EXERCISE -
The records that follow should be copied out exactly, pictures excluded.

RECORDS SUPPLIED -

· · ·

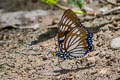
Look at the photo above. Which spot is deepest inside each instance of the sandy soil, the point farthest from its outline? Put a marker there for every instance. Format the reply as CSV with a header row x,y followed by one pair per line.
x,y
25,53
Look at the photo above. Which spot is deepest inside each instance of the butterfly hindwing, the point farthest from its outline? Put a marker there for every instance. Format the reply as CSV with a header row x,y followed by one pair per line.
x,y
74,39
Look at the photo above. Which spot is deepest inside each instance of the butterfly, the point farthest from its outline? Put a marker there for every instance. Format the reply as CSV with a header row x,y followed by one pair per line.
x,y
74,40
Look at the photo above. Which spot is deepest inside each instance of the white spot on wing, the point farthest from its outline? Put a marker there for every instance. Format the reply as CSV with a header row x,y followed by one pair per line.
x,y
62,38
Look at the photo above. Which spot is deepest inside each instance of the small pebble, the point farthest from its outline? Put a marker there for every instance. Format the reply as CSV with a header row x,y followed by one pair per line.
x,y
115,43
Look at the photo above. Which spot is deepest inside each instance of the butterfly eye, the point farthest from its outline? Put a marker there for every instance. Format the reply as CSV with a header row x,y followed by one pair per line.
x,y
54,53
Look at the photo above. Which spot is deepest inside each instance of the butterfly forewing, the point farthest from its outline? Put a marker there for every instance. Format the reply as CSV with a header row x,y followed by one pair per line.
x,y
66,24
73,38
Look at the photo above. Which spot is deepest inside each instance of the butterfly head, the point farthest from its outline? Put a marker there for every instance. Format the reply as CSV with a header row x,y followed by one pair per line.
x,y
54,53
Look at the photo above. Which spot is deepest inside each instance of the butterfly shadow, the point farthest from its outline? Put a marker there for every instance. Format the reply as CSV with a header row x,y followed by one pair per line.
x,y
65,71
97,28
51,33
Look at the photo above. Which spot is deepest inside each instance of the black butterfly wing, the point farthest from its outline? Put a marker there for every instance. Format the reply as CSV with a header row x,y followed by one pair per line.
x,y
66,24
78,43
73,37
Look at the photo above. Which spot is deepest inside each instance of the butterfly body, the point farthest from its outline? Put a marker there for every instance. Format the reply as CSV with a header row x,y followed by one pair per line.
x,y
74,40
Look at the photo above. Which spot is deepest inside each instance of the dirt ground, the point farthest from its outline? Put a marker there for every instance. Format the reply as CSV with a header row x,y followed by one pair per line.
x,y
25,54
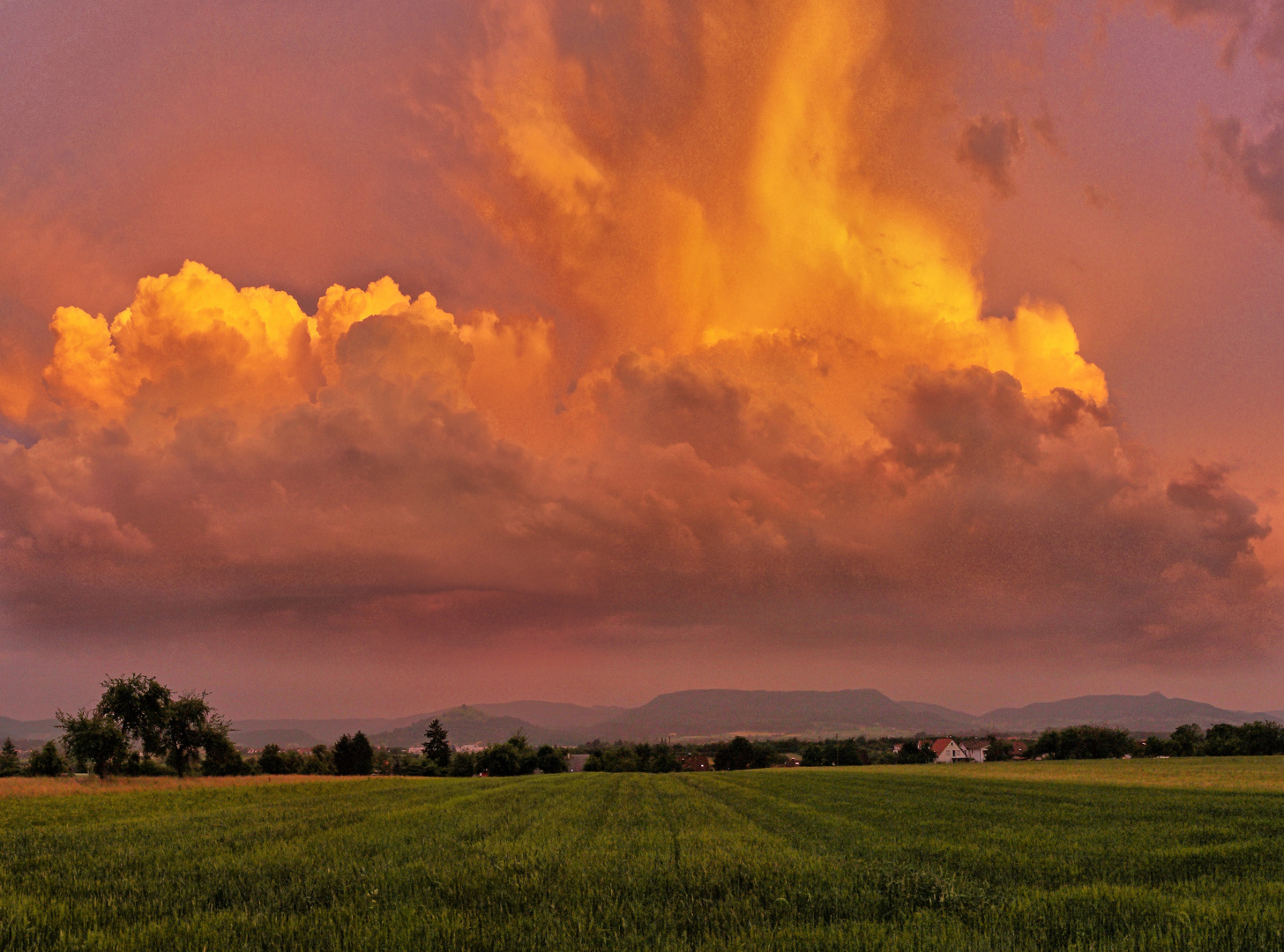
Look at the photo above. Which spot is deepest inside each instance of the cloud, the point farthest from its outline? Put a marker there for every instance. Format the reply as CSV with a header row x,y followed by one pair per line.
x,y
989,146
735,382
1250,165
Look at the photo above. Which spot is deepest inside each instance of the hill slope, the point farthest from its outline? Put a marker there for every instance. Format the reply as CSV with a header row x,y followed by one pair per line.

· · ·

EXPECTED ANSWER -
Look at the photo above. Which spot is deepest inside each instance of the sandy soil, the point farthest from its outline? Put a marker there for every instance. Format the reply as CSV with a header row x,y followed by one pair per line.
x,y
25,53
Look at the photo above. Which spot is deepest inside each instance of the butterfly hindwing, the point farthest from its outline? Put a marker there for every instance. Format the reply as CSV with a header row x,y followed by one pair per line.
x,y
74,39
Look at the photo above. Which spot is deepest inside each instance of the butterfly, the point farthest from its outline? Put a marker there for every instance. Format the reply as CSV with a header row x,y followed by one pair per line.
x,y
74,40
Look at the photo above. Which spot is deepest inside each instance of the white spot on wing, the point farthest from its outline? Put a marker there for every instance. Format the reply as CSV with a header row x,y followed by one pair per line.
x,y
62,38
Look at the photo above. Which spot is deepest inside each instance of the small pebble, the point farthest from its outline? Put a marker there for every instance. Format the reply as CSV with a header row x,y followed by one pair per line.
x,y
115,43
Look at the photo above. Which spot is deepest inside each instance of the butterfly eye, the point farthest from its outline? Put a marker there for every instance. Format the reply as CSV with a header row x,y followed by one pair per line.
x,y
54,53
Look at the photo above. Which spot is deepest inside each instance of the butterfly forewing, the point farthest from its outline? Put a marker there for every instance. Format the reply as CSV with a header row x,y followed by one pair per line.
x,y
66,24
73,38
Look at the photo above. Which spot is deepest inside each instance of the butterfly head, the point farthest from its outline? Put a marker there for every instance. Format the reply as CSV with a header row x,y followed by one pair per line.
x,y
54,53
Look at the photo above. Which spot is deepest inside each instance of the butterfly shadow, the point farthest from its outline? Put a marker there for every instance. Format the reply as CSV with a header row x,y followed by one pair per line.
x,y
65,71
97,28
51,33
Look at the photo above. Which spot is deepest inside each instance of the black butterfly wing, the point farthest from its outline? Put a marker there for every instance. Format the reply as CSV with a header row x,y followed by one pair per line.
x,y
66,24
78,43
73,37
Look at the photo above. Which spot is deepest inside each instance of the butterfly body, the point farthest from its outline? Put a marker there for every instance. Format the reply as CSV with a header row x,y followed by one pair per line.
x,y
74,40
Look at the photo above. Which spot is deepest inside each instance of the dirt ground, the point farthest from its outline? Put a marker there for every instance. Format the reply as CSV with a header row x,y followed by one pair per line.
x,y
25,54
Look at the photo above. Which spot is deepest inside each instance of the cloud, the point farthest from its outline? Put a marker there for every instance. Format the reply as CSV with a header row x,y followed by one pair per line.
x,y
989,146
735,382
1250,165
Look at the photo above. Which spot is deepest inside each instance of the hill slope, the point farthest from its outline? Put a marker there for every instance. Format the reply as CSV with a header row x,y followed by one pair per line.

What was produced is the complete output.